Records of labeled points
########

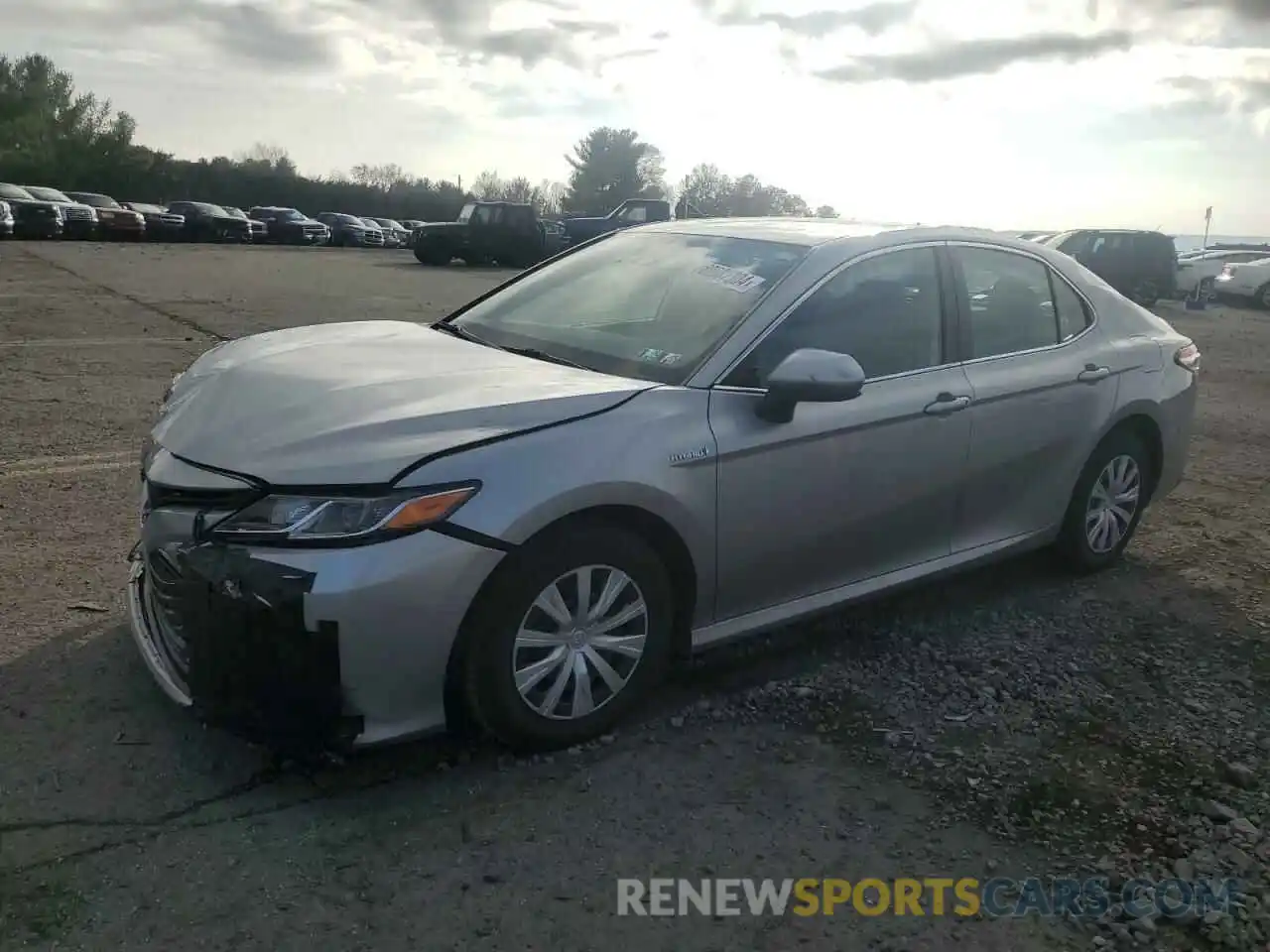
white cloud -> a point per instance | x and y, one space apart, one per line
1030 112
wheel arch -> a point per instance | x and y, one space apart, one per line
652 529
1138 420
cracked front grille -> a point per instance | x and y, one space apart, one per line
163 603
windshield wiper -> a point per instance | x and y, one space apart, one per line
544 356
462 334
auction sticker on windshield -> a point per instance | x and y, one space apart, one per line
734 278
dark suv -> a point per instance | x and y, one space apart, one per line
289 226
1139 264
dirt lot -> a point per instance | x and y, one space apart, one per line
1007 722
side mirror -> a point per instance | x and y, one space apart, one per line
810 377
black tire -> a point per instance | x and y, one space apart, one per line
1074 543
489 683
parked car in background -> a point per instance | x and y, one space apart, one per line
349 231
32 217
289 226
1248 281
258 229
411 225
617 465
1198 272
204 221
1139 264
79 220
162 225
507 232
395 234
372 229
553 234
114 221
633 211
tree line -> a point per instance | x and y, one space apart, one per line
54 135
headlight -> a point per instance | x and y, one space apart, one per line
327 520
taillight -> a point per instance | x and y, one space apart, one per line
1188 358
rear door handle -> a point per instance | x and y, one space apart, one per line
947 404
1092 375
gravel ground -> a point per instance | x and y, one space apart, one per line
1007 722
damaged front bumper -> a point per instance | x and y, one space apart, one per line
303 651
223 634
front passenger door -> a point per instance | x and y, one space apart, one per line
852 490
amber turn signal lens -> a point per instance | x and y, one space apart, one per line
429 509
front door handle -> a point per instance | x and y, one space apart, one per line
947 404
1092 375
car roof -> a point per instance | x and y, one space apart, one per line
822 231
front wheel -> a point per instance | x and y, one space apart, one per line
568 639
1107 503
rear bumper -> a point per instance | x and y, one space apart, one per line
1179 417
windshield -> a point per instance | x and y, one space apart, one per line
649 306
48 194
93 199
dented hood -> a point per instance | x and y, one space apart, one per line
344 404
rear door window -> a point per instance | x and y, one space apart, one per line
1071 311
1011 301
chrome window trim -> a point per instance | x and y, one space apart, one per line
1026 253
802 298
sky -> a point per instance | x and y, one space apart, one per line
996 113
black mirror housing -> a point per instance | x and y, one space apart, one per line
810 376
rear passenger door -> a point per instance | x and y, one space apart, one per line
1044 380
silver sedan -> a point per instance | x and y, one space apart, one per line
661 439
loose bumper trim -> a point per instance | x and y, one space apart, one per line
253 665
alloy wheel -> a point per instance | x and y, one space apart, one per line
1112 503
579 643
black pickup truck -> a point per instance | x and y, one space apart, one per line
633 211
485 232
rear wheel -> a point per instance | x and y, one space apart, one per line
1107 503
570 638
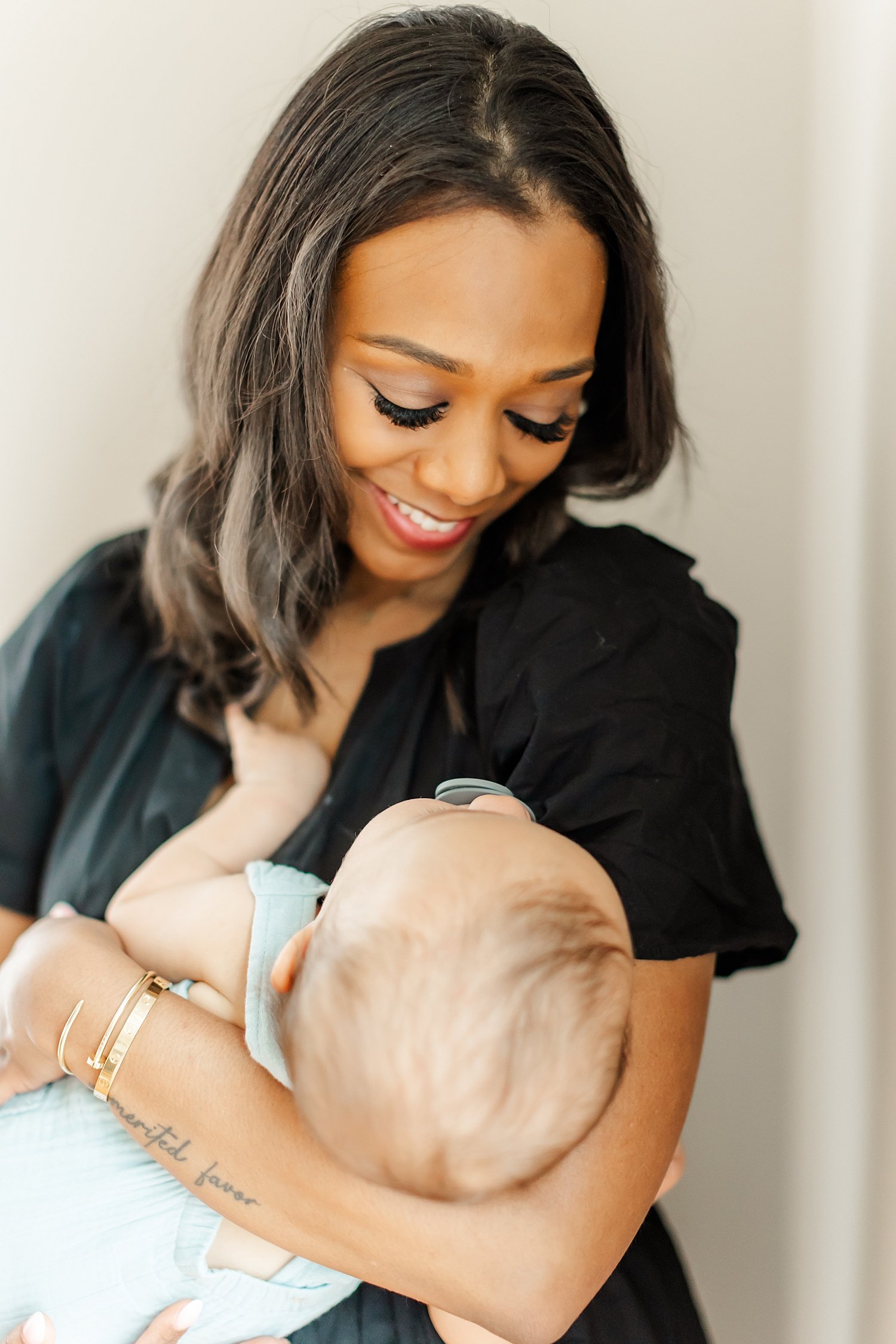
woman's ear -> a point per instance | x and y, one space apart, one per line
290 958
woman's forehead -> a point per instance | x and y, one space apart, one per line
477 288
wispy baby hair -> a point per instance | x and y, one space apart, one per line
464 1058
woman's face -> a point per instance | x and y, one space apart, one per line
458 351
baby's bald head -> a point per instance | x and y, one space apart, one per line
460 1020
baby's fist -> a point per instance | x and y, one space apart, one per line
285 762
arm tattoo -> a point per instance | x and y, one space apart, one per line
170 1143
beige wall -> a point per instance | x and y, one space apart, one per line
128 128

########

Task brief: Output every line of the entries above as a numbered list, omitting blank lines and excluding the pictures.

Answer to the exercise:
1. white cloud -> a point per instance | x and y, one space apart, one per line
2. 1030 112
3. wheel arch -> a point per instance | x and y, one space apart, one per line
4. 652 529
5. 1138 420
6. cracked front grille -> a point per instance | x and y, one space apart, one per line
7. 163 603
8. windshield wiper -> a point per instance | x and y, one space apart, one per line
9. 544 356
10. 462 334
11. auction sticker on windshield -> a point per instance | x and y, one space apart, one per line
12. 734 278
13. dark suv -> a point per instance | x and y, one space apart, one per line
14. 289 226
15. 1139 264
16. dirt lot -> a point per instance | x and y, one space apart, one per line
17. 1007 722
18. side mirror -> a point per instance | x and y, one space apart, one per line
19. 810 377
20. black tire -> a point per instance | x and y, one space apart, one per line
21. 1074 543
22. 489 683
23. parked car in background -> a point per instance | x and y, one space apart, one per line
24. 349 231
25. 32 217
26. 289 226
27. 1248 281
28. 258 229
29. 411 225
30. 617 465
31. 1198 272
32. 204 221
33. 1139 264
34. 79 220
35. 162 225
36. 507 232
37. 395 234
38. 372 229
39. 553 234
40. 114 221
41. 633 211
42. tree line -> a point per instance | x and y, one space apart, one per line
43. 54 135
44. headlight -> a point per instance | x and y, one space apart, one per line
45. 327 520
46. taillight -> a point per instance | x and y, one space apart, one per line
47. 1188 358
48. rear door handle -> a point per instance | x and y, one space apart, one per line
49. 947 404
50. 1092 375
51. gravel ground -> a point per instance | x and y, one space apart, one per line
52. 1007 722
53. damaged front bumper -> a point per instance | x and y, one space apart, one per line
54. 303 651
55. 223 634
56. front passenger door -> a point per instance | x and y, one space apart, one per line
57. 852 490
58. amber turn signal lens -> a point per instance | x and y, one space apart, one per line
59. 429 509
60. front door handle -> a point per instance | x and y, one space apart, one per line
61. 947 404
62. 1092 375
63. car roof -> a point per instance | x and y, one space apart, one per line
64. 822 231
65. front wheel -> a point per instance | x and y, one space apart, one per line
66. 568 639
67. 1107 503
68. rear bumper -> a point per instance | x and y, one space apart, one per line
69. 1179 417
70. windshield -> a point per instance | x and y, one space apart, one per line
71. 649 306
72. 48 194
73. 93 199
74. dented hood -> a point per instance | x and y, one space apart, one per line
75. 344 404
76. rear door window -> a point per instance | x and y, one space apart, one per line
77. 1071 311
78. 1011 301
79. chrome window trim -> a point per instance | x and y, one space apart, one per line
80. 1026 253
81. 802 298
82. sky -> a point per instance | x and y, one space apart, one per line
83. 996 113
84. black mirror housing -> a point per instance | x and y, one space apart, one per line
85. 810 376
86. rear passenger door -> a point per instance | x and y, one space apart, one per line
87. 1044 380
88. silver sedan -> a point per instance | x and y, one space apart, one per line
89. 661 439
90. loose bumper trim -> a point per instance | x and y, one space apart, one per line
91. 253 665
92. alloy wheel -> a point per instance | x and y, one space apart, one per line
93. 1112 503
94. 579 643
95. black pickup truck -> a point per instance | x and y, one space apart, one per line
96. 633 211
97. 485 232
98. rear wheel -> a point per instance | x and y, one space apart, one per line
99. 1107 503
100. 570 638
101. woman's ear -> a point per instance | x and y, one space apart, one per line
102. 290 958
103. woman's forehead -> a point per instance | x and y, one space apart, one per line
104. 477 288
105. wispy baby hair -> a point per instance | x and y, one space apart, one per line
106. 464 1058
107. woman's face -> a point per instance | x and y, one space apart, one per line
108. 458 351
109. baby's bald head -> a point per instance | x and y, one space apart, one per line
110. 460 1020
111. baby's fist -> a point per instance | x and y, one space apart, one per line
112. 285 762
113. arm tattoo -> a point per instance | x and y, one space apart, one per line
114. 170 1143
115. beige wall -> a point per instance | x and y, one space apart, one per line
116. 128 128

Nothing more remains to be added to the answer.